__Supplied text__

=====

Sunday, 21 February 2016

Saying Goodbye to Britain—Part III

I wasn't expecting this to be a three-parter, but I guess I have a lot to say about Britain. After all, it was my home for three years. It might seem like a brief span of time, but it was crammed full of so many experiences, both good and bad, that it seems like a lifetime. I was grateful for the few days Chris and I had together to revisit the south of England, as it brought back so many of those good memories for us.

Chris' Backyard

The coast of Cornwall is a special place for me. Back in 2008, Chris and I had explored different places along the western coast. Though the seaside villages were quaint and cozy, it was the old stuff which appealed to me the most. When you come from the American Midwest, where the oldest building in your town is 150 years old, the age of ruins in Europe can boggle the mind. To my utter delight, on that trip in 2008, I found out that Cornwall is steeped in Arthurian legend. I've never been particularly big on the whole King Arthur legend, but the mystery surrounding it has always intrigued me. Though it's widely known that such a person didn't exist, there are elements of truth to the legend. No doubt there were real people and events which inspired the story of Arthur, Lancelot, and Guinevere. As so much information was lost in the Dark Ages (the early Medieval Period when few written records were kept), we will never really know the true story of Camelot. Still, visiting places like Tintagel Castle on a high cliff above the sea, it's easy to envision it as the residence of a powerful king and his sorcerer. Tintagel is hands down one of my favorite places in Britain. It ticks all the boxes for me with its rambling mix of Roman and medieval ruins and cliffside/island location. Tintagel also comes with a cave, named Merlin's Cave, underneath the castle. There's a narrow cave corridor you can walk through to get to the pounding sea. There is also a nearby church on the cliff with a graveyard which sports weathered Celtic stone crosses. There was something about that humble stone church that spoke to me back then, and I went in to kneel before the candle-lit altar. I had been the only one in the church at the time; Chris had stayed outside. I could hear the pounding of the surf against the cliffs, as well as the howling wind. I didn't utter a prayer in that church, rather I soaked in the feel of the place. There is no doubt that Tintagel resonated with something inside of me, and its one of the most inspiring places I've been to. There's a story inside of me I still need to write about what may have happened in this dramatic setting.

So why I am bringing this up, seen as how Tintagel wasn't on our itinerary this time around? I suppose it's to evoke an air of mystery and wonder when describing Cornwall. It really is a magical place. Though my husband grew up in Cornwall, he fails to appreciate the history of his home county. Chris is more of modern history enthusiast—anything after the French Revolution. Kings, castles, standing stones—bah! Ancient history. I suppose when you grow up surrounded by ancient ruins, you might have a blasé attitude about the age of things.

After spending the night in Newquay, we headed back through the interior of Cornwall. Inevitably, we ended up in Liskeard, Chris' hometown. We stopped at Moorison's to buy some lunch, then we drove through Chris' old neighborhood. He paused the car outside of his mother's house. She may have been in there. We played around with the idea of paying her a visit. After all, I have never met the woman. The less said about that situation the better, as I respect Chris' privacy concerning his family. However, I think it's safe to say that if I didn't meet my mother-in-law then, I will never meet her.

=====

__Material shown__
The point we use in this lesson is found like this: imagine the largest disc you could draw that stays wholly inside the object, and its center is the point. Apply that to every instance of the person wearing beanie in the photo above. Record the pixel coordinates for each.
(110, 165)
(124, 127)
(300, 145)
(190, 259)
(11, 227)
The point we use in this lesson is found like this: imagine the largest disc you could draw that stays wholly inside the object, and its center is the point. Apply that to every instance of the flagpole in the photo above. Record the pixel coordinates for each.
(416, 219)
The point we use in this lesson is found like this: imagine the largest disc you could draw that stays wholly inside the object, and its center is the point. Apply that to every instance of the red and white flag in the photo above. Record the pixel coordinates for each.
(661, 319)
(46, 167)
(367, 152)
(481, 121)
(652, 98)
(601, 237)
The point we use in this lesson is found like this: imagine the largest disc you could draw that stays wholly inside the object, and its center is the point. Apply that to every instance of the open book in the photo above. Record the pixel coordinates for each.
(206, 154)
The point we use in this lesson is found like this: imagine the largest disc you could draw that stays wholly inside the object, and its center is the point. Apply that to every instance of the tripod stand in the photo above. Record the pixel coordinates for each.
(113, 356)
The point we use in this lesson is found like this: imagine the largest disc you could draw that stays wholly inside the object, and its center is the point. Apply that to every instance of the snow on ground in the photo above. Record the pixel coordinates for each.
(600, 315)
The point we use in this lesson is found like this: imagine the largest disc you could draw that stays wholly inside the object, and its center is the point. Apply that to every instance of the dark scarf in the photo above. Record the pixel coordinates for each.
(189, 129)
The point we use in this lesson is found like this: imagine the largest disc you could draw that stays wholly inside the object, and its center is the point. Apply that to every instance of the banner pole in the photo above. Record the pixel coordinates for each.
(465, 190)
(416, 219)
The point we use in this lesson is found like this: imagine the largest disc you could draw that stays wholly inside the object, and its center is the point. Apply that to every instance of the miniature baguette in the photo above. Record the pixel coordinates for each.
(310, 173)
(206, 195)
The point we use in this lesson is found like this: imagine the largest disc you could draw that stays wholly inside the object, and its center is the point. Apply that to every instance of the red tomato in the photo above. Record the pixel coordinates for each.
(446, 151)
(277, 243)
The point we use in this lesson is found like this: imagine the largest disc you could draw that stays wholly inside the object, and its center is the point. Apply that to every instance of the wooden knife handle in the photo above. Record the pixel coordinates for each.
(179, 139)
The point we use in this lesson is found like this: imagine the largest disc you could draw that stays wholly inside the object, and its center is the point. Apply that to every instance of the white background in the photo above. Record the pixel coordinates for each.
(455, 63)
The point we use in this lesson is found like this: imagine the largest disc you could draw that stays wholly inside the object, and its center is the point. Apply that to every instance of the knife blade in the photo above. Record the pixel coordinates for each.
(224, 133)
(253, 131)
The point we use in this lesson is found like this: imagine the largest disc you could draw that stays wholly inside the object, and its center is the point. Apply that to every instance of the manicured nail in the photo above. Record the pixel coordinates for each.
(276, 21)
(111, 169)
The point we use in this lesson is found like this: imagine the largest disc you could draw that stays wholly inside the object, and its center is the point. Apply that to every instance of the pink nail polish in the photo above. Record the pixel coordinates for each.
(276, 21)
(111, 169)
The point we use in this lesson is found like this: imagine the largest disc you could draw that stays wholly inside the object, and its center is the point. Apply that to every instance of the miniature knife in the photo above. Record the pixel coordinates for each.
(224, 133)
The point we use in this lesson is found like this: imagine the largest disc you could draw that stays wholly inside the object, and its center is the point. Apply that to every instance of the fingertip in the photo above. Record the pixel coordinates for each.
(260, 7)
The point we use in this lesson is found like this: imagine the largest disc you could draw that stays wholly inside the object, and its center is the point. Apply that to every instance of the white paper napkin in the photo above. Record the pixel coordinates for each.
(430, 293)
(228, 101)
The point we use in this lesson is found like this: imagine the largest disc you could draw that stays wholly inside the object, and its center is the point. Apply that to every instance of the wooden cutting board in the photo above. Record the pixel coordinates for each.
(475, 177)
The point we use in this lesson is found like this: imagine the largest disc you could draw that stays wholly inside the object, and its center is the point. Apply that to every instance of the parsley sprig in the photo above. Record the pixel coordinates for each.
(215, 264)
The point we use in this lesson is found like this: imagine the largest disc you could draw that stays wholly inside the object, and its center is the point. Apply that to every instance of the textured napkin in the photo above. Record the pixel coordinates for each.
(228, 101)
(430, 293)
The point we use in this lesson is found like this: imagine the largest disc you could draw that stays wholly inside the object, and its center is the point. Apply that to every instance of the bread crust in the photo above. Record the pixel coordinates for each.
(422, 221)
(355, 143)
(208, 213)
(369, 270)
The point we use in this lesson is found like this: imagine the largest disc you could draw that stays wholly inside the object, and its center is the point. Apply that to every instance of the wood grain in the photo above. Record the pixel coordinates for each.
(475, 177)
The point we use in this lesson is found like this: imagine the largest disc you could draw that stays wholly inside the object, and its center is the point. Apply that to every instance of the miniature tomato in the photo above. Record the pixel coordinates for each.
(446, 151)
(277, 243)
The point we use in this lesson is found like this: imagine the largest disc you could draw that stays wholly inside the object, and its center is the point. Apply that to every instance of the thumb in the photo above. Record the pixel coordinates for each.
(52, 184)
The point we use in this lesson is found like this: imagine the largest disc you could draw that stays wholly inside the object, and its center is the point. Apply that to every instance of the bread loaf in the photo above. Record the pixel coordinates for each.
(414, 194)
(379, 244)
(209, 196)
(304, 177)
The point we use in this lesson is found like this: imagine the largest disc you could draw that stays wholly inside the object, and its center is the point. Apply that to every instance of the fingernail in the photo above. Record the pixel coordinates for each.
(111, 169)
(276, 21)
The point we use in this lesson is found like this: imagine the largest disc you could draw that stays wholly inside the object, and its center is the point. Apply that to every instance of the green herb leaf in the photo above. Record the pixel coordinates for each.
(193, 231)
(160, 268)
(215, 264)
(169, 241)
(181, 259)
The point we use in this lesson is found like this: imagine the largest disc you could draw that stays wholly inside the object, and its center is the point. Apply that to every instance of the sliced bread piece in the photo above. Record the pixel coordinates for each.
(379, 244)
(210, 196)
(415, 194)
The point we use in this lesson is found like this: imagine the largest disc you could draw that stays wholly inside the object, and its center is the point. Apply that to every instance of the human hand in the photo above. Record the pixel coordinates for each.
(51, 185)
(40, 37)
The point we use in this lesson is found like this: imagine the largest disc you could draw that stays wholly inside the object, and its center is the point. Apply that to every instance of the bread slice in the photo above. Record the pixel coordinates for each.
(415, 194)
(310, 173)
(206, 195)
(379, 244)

=====

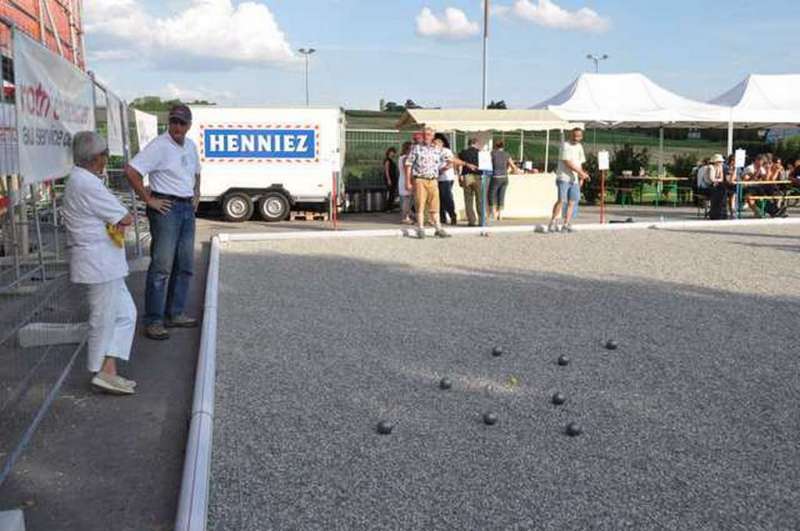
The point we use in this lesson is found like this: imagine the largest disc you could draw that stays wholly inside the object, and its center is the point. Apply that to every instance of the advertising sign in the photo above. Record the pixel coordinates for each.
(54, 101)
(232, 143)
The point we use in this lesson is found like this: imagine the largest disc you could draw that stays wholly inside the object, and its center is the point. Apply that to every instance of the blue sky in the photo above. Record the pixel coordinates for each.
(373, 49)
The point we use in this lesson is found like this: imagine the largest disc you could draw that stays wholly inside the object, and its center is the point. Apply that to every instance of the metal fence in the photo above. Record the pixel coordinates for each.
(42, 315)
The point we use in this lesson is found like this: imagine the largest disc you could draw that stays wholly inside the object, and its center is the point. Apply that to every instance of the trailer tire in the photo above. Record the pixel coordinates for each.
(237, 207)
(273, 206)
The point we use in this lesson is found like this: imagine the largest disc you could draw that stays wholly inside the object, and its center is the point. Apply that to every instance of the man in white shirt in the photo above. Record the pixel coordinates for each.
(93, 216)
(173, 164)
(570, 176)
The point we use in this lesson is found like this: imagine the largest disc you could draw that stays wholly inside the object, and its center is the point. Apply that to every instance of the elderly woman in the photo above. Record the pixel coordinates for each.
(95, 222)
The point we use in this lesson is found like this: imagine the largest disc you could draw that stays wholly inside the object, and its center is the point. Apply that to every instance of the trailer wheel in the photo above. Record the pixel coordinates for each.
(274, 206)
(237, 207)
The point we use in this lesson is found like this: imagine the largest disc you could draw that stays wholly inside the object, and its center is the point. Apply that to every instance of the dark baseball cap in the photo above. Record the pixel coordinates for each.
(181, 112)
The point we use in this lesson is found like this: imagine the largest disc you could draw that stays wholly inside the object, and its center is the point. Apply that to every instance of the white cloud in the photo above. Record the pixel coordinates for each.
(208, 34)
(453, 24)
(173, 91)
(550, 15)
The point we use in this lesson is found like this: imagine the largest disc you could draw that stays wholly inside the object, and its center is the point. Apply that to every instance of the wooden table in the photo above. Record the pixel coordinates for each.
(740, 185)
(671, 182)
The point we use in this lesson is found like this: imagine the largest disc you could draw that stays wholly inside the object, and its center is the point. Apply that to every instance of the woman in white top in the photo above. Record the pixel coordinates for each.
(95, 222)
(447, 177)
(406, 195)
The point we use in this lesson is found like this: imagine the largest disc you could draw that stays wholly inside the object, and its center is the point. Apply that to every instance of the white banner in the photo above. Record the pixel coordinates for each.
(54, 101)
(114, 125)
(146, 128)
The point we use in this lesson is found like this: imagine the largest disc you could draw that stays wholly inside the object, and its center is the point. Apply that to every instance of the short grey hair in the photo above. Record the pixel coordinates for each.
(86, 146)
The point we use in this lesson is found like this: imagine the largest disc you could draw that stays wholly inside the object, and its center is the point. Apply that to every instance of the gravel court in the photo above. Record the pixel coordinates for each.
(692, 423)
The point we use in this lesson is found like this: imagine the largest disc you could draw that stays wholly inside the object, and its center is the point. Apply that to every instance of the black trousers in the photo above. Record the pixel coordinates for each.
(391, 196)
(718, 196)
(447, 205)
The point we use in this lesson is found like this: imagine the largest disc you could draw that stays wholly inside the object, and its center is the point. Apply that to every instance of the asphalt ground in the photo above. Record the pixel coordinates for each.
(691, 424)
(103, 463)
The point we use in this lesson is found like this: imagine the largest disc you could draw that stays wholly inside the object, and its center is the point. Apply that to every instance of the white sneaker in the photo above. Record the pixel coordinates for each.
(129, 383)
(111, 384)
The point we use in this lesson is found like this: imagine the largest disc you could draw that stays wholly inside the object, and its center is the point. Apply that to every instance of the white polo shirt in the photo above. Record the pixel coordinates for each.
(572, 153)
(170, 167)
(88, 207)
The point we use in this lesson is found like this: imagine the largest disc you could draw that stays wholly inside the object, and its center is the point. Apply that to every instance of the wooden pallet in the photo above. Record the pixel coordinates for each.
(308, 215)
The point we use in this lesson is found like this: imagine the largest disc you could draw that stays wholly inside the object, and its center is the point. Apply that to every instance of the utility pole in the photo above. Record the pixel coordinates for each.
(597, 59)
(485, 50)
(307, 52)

=====

__Requirements__
1) Please print the passage from the post about saying goodbye to Britain, starting with "After spending the" and going on through "never meet her.".
2) In the post about saying goodbye to Britain, which town is named as Chris' hometown?

__Task answers__
1)
After spending the night in Newquay, we headed back through the interior of Cornwall. Inevitably, we ended up in Liskeard, Chris' hometown. We stopped at Moorison's to buy some lunch, then we drove through Chris' old neighborhood. He paused the car outside of his mother's house. She may have been in there. We played around with the idea of paying her a visit. After all, I have never met the woman. The less said about that situation the better, as I respect Chris' privacy concerning his family. However, I think it's safe to say that if I didn't meet my mother-in-law then, I will never meet her.

2) Liskeard